Reproduce the records that follow exactly as they appear.

══ RECORDED INFORMATION ══

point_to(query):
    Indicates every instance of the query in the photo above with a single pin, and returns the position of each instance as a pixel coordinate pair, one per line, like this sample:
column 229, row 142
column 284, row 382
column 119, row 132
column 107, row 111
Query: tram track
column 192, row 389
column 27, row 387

═══

WRITTEN RESPONSE:
point_to(query):
    Indicates every instance of the query in the photo above with a single pin, and returns the position of each instance as a pixel coordinate pair, one per line, like this sample:
column 229, row 142
column 284, row 382
column 119, row 132
column 107, row 111
Query: tram track
column 192, row 389
column 27, row 387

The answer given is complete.